### Extracted text
::::
Warning - this Q&A contains plot spoilers.....
 

Will North discusses his second novel, Water, Stone Heart

At the core of your novel, Water, Stone, Heart, is a deep and difficult question: "Can a woman who has been sexually abused as a child ever form a healthy and trusting intimate relationship with a man?" How does a man come to write about such things?

The standard instruction to any would-be novelist is, "write what you know." I was once very much in love with a woman who had been abused as a child. I did not, at the time, fully comprehend the terrible weight anyone with that tragic history must bear—partly because she would not talk about it. The relationship did not survive. I dug into the subject and was stunned to learn that experts believe at least a quarter of all women in the U.S. have been sexually abused as children. Relationships are difficult enough to manage and maintain; loving someone who has been abused requires understanding both the pain, grief, fear, and anger the survivor carries and their long term effects on behavior. I guess I wish I knew then what I know now.


Your character, Nicola, seems to swing between "come hither" and "go away" in her relations with Andrew. She also has a wickedly sharp sense of humor. Are these coping strategies?
::::
### Stated task 1
In the interview about Water, Stone, Heart, what proportion of women in the U.S. do experts believe were sexually abused as children?
### Stated task 2
Write the next part of the interview with Will North about Water, Stone, Heart, picking up after its final question.

### Dataset content
::::
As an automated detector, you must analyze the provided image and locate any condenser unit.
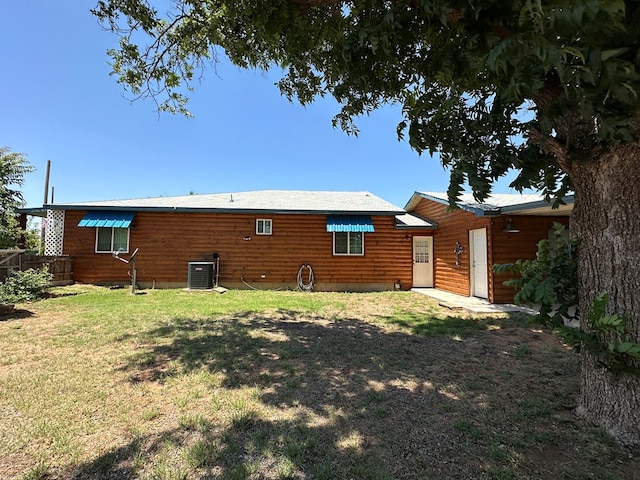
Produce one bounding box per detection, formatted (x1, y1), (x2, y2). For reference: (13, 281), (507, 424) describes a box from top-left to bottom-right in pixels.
(187, 262), (214, 290)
::::
### Task output 1
At least a quarter

### Task output 2
Sure. It's all about fear. Nicola longs for intimacy, but it terrifies her. When the family in which you grew up is unsafe, when the people who are supposed to be protecting you don't, and when those same people lie to you (and themselves) and deny the reality you are experiencing, trust and control become major issues in adulthood. In Nicola's case (and this is true of many sexual abuse victims) she ends up marrying a man who is himself abusive. But even after the abuser is out of the picture, the fear, the mistrust, the obsessive search for what's true, and the need to control persist. Nicola comes to trust Andrew, but it takes a catastrophe to make that happen. Like many people who carry pain within them, Nicola uses a sharp wit as both a sword and a shield. The sword helps keep people at a safe distance and the shield protects her from having to acknowledge some of her own feelings about others—feelings that might make her feel vulnerable again. What's interesting to me is that Andrew is similarly armed. His armor is a lifelong habit of approaching every problem intellectually, with rational analysis. They're both armed to the teeth.


Andrew comes to Cornwall to do something physical rather than intellectual: to learn the ancient art of dry stone wall building. The idea of people building walls runs throughout the story, doesn't it?

It does—both physical walls and emotional ones. And the natural disaster that forms the story's climax demonstrates just how fragile both kinds of walls really are. At the same time, I think of their collapse as a creative form of destruction. There is always the promise of rebuilding something better. In a sense, even before the disaster, Nicola and Andrew are already survivors—she of abuse, he of betrayal and divorce.


Will they make it?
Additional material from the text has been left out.